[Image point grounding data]
== Segment start ==
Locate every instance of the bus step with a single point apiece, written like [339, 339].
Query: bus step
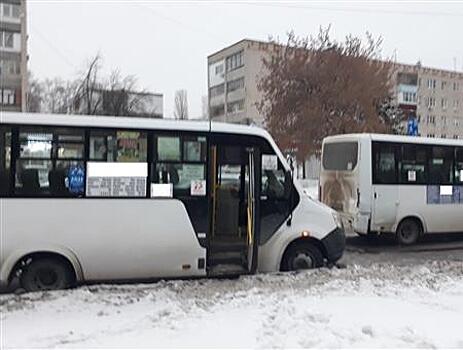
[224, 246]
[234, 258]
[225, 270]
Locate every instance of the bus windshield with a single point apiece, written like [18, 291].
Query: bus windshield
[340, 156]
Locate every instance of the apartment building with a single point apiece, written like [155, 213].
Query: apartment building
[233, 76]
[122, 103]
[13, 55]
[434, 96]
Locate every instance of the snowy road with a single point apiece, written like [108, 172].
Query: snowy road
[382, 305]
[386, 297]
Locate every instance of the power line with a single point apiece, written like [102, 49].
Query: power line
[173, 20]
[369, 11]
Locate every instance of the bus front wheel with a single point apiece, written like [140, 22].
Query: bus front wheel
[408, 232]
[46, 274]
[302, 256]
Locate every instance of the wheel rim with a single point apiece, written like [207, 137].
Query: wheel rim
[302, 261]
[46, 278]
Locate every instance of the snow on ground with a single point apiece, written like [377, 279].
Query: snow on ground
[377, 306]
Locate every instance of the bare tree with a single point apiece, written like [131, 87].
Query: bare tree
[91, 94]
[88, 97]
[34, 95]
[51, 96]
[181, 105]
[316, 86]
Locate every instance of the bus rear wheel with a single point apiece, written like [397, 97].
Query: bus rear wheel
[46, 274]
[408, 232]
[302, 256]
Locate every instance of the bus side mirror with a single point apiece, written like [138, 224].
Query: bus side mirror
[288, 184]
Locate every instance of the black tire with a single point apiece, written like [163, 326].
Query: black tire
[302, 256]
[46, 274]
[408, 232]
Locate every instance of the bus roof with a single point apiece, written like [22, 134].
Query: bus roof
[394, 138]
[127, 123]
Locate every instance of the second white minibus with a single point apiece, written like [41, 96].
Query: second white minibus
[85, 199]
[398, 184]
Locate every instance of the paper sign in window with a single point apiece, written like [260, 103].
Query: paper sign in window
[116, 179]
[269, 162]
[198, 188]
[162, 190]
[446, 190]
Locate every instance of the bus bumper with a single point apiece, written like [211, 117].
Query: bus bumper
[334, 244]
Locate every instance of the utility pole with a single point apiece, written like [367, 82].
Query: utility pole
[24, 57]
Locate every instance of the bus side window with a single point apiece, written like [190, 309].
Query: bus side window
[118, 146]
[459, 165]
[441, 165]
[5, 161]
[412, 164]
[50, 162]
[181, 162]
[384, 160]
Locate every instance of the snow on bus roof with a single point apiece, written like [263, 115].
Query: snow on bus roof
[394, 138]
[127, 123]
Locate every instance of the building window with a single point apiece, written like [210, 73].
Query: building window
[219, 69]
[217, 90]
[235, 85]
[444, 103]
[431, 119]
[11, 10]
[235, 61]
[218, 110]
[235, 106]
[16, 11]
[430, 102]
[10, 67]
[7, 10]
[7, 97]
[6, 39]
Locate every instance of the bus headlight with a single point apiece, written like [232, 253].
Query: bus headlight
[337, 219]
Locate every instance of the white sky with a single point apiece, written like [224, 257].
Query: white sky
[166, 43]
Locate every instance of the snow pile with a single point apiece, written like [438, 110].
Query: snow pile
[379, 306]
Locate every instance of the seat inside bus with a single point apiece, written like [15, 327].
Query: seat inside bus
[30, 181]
== Segment end ==
== Segment start ==
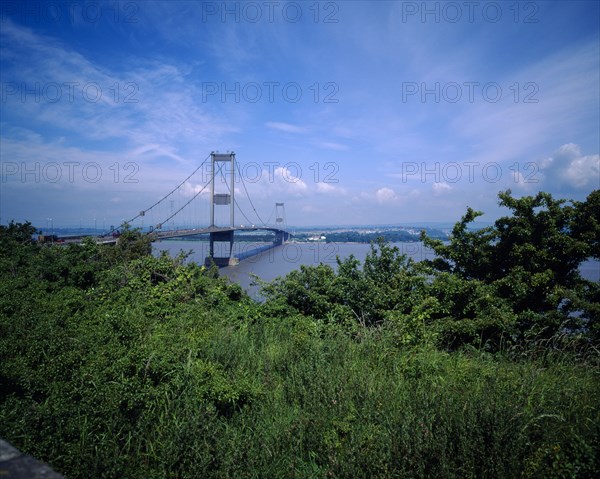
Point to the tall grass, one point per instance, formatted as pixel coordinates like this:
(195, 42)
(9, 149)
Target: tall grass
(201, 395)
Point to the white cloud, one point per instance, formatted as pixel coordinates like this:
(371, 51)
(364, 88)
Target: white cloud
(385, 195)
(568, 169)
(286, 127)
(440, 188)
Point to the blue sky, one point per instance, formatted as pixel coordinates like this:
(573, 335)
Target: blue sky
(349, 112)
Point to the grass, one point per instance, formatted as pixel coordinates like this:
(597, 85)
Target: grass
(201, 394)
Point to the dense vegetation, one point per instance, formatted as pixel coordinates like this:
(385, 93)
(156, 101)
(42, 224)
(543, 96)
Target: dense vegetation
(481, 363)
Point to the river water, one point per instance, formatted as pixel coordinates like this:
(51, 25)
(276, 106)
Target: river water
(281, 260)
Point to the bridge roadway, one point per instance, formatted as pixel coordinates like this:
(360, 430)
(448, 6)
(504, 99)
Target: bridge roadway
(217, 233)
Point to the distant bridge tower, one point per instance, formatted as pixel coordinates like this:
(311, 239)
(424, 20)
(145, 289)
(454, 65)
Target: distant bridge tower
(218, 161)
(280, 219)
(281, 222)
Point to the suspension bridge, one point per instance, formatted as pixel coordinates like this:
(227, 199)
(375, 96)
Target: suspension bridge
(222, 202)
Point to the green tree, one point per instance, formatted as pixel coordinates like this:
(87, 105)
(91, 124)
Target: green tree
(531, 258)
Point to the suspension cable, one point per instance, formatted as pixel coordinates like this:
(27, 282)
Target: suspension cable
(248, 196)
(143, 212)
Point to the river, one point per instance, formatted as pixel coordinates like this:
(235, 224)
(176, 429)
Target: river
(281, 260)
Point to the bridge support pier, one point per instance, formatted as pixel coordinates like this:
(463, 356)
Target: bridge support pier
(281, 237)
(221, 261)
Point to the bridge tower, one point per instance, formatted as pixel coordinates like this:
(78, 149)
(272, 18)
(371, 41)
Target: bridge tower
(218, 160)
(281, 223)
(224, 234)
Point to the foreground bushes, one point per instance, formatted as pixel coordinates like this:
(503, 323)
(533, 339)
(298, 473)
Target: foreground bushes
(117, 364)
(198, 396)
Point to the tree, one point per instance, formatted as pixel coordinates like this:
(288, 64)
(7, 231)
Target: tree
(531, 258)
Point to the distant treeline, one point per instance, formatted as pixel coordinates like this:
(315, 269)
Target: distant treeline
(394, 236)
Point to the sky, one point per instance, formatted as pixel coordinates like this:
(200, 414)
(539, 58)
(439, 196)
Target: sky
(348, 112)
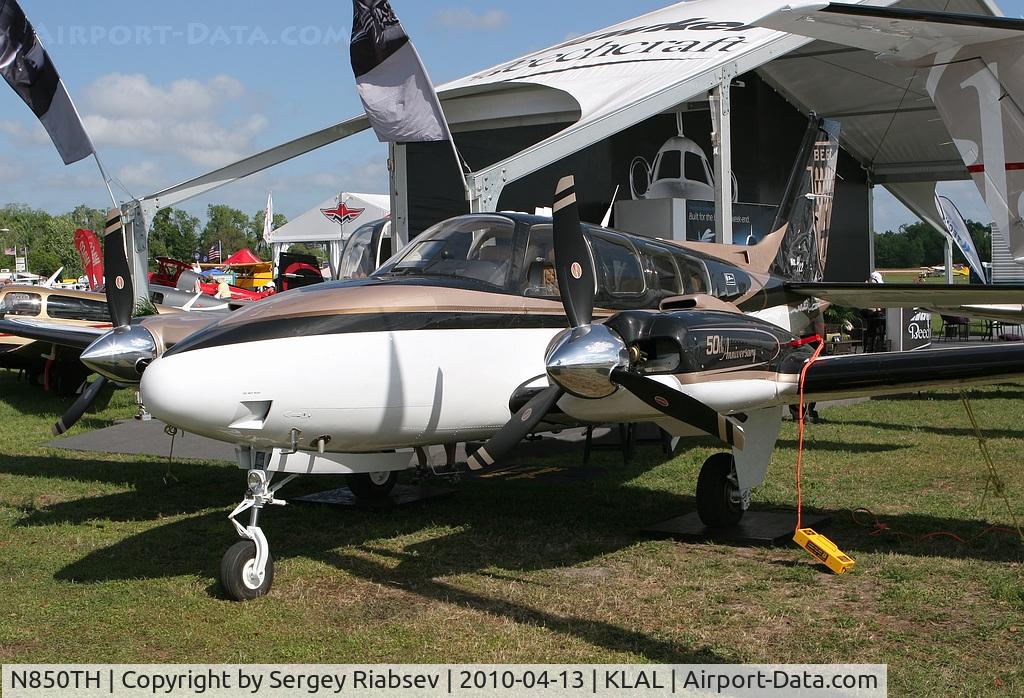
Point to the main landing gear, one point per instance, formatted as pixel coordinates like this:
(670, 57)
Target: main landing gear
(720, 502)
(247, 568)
== Segment end ==
• **TASK STATEMENT**: In the data above, start at the line that has "Query: bus front wheel", stop after the line that has "Locate every instance of the snow on ground", and print every line in between exactly as it stands.

• **SOLUTION TO THIS EXERCISE**:
Query: bus front wheel
[408, 232]
[46, 274]
[302, 256]
Locate every instance of the wheel rim with a single point apiece, written like [207, 137].
Query: wheel rim
[302, 261]
[46, 278]
Locate every instance of the snow on ground with a single point apiece, written like [377, 279].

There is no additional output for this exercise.